━━ Stored data

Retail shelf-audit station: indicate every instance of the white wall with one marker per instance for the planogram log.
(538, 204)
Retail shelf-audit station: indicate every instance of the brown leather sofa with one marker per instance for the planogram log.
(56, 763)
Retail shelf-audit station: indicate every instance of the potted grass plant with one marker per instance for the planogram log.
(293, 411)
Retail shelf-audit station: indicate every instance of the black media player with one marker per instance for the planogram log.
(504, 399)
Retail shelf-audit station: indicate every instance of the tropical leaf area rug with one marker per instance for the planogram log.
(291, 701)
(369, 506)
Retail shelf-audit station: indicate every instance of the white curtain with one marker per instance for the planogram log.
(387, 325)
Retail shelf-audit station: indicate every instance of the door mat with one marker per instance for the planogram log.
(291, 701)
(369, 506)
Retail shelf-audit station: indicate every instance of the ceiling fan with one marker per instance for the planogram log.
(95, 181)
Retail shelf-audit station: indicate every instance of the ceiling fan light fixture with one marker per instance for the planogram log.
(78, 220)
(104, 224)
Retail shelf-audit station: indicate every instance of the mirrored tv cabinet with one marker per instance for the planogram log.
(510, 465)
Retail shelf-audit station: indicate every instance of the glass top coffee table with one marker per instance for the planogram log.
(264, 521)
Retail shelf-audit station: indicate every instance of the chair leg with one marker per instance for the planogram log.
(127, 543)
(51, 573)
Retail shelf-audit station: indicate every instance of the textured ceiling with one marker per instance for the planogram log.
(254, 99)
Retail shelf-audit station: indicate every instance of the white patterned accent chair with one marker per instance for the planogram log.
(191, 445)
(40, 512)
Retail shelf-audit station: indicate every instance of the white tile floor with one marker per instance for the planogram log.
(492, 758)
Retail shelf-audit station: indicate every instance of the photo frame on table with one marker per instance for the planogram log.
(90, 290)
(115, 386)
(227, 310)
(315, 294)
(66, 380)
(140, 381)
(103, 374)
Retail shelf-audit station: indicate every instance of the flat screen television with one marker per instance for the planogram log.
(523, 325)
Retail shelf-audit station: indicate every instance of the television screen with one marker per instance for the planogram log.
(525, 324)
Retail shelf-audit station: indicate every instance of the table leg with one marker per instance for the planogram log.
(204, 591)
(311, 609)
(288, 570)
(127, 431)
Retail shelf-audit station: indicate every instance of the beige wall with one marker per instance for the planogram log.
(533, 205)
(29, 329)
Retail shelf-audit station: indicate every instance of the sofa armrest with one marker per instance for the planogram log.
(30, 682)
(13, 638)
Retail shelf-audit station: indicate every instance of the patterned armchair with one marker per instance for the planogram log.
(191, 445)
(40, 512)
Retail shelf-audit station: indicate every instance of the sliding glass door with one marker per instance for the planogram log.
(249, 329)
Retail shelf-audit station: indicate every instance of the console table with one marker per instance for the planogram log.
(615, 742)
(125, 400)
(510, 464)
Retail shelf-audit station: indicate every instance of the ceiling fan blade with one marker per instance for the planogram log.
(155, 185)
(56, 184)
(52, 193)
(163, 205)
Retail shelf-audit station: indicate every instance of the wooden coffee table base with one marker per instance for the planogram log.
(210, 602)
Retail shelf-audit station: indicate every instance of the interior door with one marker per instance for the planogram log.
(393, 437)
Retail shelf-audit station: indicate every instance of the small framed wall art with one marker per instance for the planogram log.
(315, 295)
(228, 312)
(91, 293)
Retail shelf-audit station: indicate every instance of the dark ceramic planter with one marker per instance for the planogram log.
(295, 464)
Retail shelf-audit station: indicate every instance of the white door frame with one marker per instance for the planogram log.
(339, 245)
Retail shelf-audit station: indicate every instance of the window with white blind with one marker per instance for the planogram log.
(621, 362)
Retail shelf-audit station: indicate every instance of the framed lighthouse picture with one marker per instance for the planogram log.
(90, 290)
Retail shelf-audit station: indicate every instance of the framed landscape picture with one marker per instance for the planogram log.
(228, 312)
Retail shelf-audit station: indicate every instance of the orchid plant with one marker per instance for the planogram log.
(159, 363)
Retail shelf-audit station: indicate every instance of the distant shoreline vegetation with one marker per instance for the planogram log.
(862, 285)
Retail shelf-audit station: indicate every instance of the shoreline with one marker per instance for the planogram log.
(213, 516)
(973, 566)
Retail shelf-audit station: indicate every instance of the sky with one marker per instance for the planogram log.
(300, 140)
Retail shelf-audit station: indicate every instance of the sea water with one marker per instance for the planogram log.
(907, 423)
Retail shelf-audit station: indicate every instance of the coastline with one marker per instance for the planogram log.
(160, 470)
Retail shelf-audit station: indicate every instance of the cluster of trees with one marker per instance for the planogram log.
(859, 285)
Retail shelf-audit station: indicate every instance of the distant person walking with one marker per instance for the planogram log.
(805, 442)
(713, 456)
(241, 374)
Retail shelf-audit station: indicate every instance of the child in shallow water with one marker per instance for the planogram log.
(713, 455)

━━━━

▶ [The task] From the records above, extract every line exactly as it stands.

▶ [Complete output]
Retail shelf-audit station: indicate every instance of the white wall with one marker per instance for the planogram log.
(538, 204)
Retail shelf-audit station: indicate every instance of the brown leather sofa with one marker per instance for the planogram log.
(56, 763)
Retail shelf-audit station: indicate every instance of the potted grass plant with one marker per instance for the planogram log.
(293, 411)
Retail shelf-audit station: indicate every instance of the black media player with one marker per instance for the planogram log.
(504, 399)
Retail shelf-audit station: indicate every instance of the tropical leaf area rug with one marker per instance for the planogram log.
(291, 701)
(369, 506)
Retail shelf-audit station: indicate every instance of the white curtain with one marker per instance for the planogram log.
(387, 325)
Retail shelf-audit station: indicate every instance of the door mat with one marker per instance for the planogram log.
(291, 701)
(369, 506)
Retail shelf-audit station: indicate every instance of the ceiling fan with one marker per instance for the planogram log.
(95, 181)
Retail shelf-audit station: indicate every instance of the ceiling fan light fixture with one marker per instance for the planogram log.
(78, 220)
(104, 224)
Retail shelf-audit station: indicate every instance of the mirrored tv cabinet with one marker per instance for the planogram log.
(510, 465)
Retail shelf-audit station: indicate every instance of the glass top coffee table with one marker per instance for the planogram log.
(264, 521)
Retail shelf-audit station: indicate every instance of the chair leg with one marker per instance for the planogram log.
(127, 543)
(51, 573)
Retail shelf-audit station: indicate every instance of the textured ceiling with one marker per instance for the planogram log.
(254, 99)
Retail shelf-audit station: indicate every instance of the white patterned accent chair with one marker per instance for the planogram log.
(191, 445)
(40, 512)
Retail shelf-audit station: indicate every instance of the white tile floor with one marker per instance for the planogram log.
(492, 758)
Retail shelf-audit station: indicate every instance of the photo frame on table with one marker per instance for the planogram log.
(90, 290)
(115, 386)
(227, 310)
(315, 294)
(66, 380)
(140, 381)
(103, 374)
Retail shelf-audit station: indicate every instance of the flat screen television with one marker per instance for the planogram log.
(523, 325)
Retail shelf-audit station: indicate every instance of the television screen with one marker per instance for the planogram log.
(525, 324)
Retail shelf-audit station: indicate every instance of the table leg with one marker per instance for the planogram log.
(204, 591)
(311, 609)
(288, 570)
(127, 431)
Retail shelf-audit station: indicate every instance of the beige wall with one marker per instance for the planogram log.
(533, 205)
(29, 329)
Retail shelf-audit station: indicate every instance of the sofa armrest with one marker per instance for the planogram log.
(30, 682)
(13, 638)
Retail shelf-audit station: indicate every instance of the patterned armchair with one marker per instance for the planogram log.
(191, 445)
(40, 512)
Retail shelf-audit station: indicate every instance of the sliding glass door with one marker per instance for the planogram log.
(249, 329)
Retail shelf-audit station: indicate every instance of the console table with one marker per instance for the planogram log.
(615, 742)
(125, 400)
(510, 464)
Retail shelf-audit station: indicate every instance of the ceiling fan blade with one marker per instance for the planogram log.
(155, 185)
(56, 184)
(52, 193)
(163, 205)
Retail shelf-audit station: indicate every instance of the wooden coffee table base with one marker per instance for the planogram log.
(210, 602)
Retail shelf-audit station: indicate every instance of the interior door with one marker per instance for the planogram log.
(393, 437)
Retail shelf-audit station: indicate every instance of the small framed wall art with one marker per instance for the planogram log.
(315, 295)
(228, 312)
(91, 293)
Retail shelf-audit station: indicate every instance of the dark ceramic planter with one marker per instance for the planogram log.
(295, 464)
Retail shelf-audit station: indicate every instance of the white door frame with one marker per instance for the planogram log.
(339, 245)
Retail shelf-audit station: indicate every instance of the window with white blind with one marker per instance for the planogram log.
(621, 362)
Retail shelf-audit station: indicate every instance of the framed lighthouse picture with one marker per instance for the planogram log.
(90, 290)
Retail shelf-audit station: indicate every instance of the framed landscape picture with one marker per instance for the planogram log.
(228, 312)
Retail shelf-audit station: indicate every instance of the orchid plant with one marker per instance for the planogram log.
(159, 363)
Retail shelf-audit station: indicate every instance of the distant shoreline vegetation with one marker per instance for the planogram log.
(862, 285)
Retail shelf-audit station: indicate every instance of the shoreline with one marker per instance for the planogram log.
(213, 516)
(973, 566)
Retail shelf-audit station: indicate every instance of the sky with one marker per instance for the planogram log.
(300, 140)
Retail shelf-audit station: indicate every instance of the sea water with one marker per instance for the planogram log.
(907, 423)
Retail shelf-audit station: indicate every instance of the coastline with one marker per instance for the planogram log.
(160, 470)
Retail shelf-audit station: indicate every instance of the cluster of trees with one marker per instance for the planogram log.
(859, 285)
Retail shelf-audit station: indicate every instance of the distant person walking with one marker per instance for the planogram log.
(805, 442)
(713, 456)
(241, 374)
Retail shelf-audit station: indicate every instance of the child in shallow water with one marker per instance for the planogram log.
(713, 455)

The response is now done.